§ **YOUR INSTRUCTIONS**:
Gather every line below that contains the word "basket" and copy each such line unchanged.

[Region annotation entries]
— BEGIN —
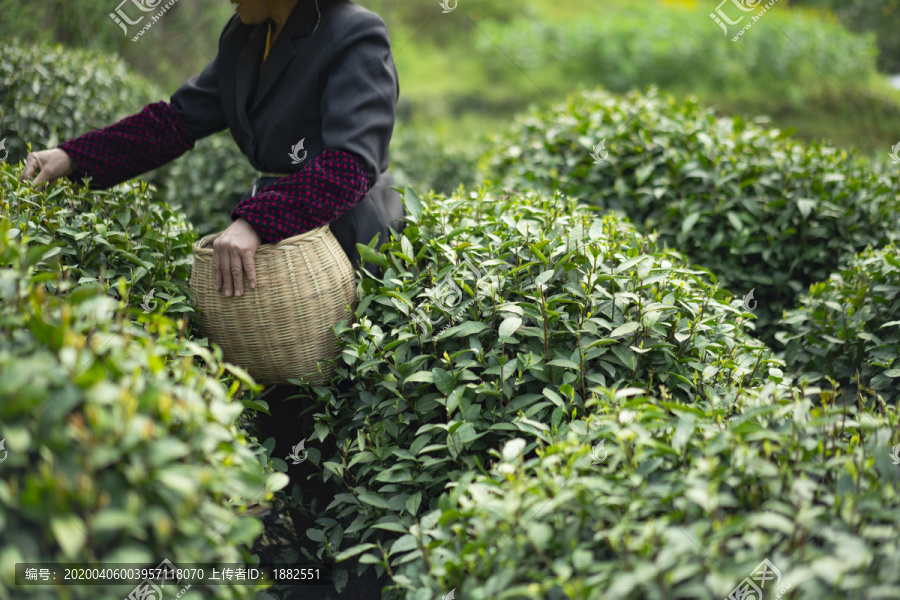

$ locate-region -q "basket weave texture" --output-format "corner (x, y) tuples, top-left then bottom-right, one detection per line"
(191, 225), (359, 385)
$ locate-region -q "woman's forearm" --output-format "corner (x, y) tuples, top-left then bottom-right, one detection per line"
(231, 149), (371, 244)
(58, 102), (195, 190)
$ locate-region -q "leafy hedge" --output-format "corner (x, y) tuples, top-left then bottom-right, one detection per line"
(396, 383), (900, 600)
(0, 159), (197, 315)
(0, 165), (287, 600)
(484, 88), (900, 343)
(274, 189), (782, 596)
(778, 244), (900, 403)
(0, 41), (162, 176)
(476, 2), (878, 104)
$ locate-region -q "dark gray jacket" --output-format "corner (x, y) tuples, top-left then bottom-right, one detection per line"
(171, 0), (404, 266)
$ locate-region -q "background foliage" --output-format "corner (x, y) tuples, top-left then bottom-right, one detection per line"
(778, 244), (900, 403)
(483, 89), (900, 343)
— END —
— BEGIN —
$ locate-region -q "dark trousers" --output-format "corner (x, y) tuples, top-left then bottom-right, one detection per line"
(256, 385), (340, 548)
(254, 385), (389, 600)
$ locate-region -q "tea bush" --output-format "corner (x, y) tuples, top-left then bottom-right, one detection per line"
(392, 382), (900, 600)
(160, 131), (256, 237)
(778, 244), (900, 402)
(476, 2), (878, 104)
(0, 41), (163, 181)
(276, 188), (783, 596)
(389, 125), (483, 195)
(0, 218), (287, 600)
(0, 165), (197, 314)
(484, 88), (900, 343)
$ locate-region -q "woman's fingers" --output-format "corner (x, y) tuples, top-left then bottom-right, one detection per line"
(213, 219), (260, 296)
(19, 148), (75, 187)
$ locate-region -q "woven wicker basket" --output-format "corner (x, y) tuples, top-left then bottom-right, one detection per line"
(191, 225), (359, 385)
— END —
— BEGIN —
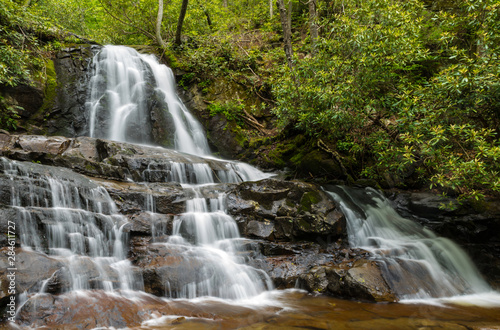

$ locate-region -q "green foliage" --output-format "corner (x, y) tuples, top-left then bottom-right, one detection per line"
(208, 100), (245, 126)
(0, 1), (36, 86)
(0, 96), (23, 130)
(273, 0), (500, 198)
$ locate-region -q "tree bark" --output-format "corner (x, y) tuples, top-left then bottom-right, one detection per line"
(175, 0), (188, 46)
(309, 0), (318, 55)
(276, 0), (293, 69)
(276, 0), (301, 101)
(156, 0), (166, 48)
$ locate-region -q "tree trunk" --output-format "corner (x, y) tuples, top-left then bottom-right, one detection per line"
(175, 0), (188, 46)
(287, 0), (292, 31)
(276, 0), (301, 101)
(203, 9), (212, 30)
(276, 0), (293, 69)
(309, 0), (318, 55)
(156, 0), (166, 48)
— END —
§ **RESPONSE**:
$ locate-region -q "basket weave texture" --output-format "corner (x, y) tuples, top-left then bottom-right, one detection per line"
$ locate-region -q "woven wicker basket" --output-format "corner (x, y) tuples, top-left then bottom-right, one detection per line"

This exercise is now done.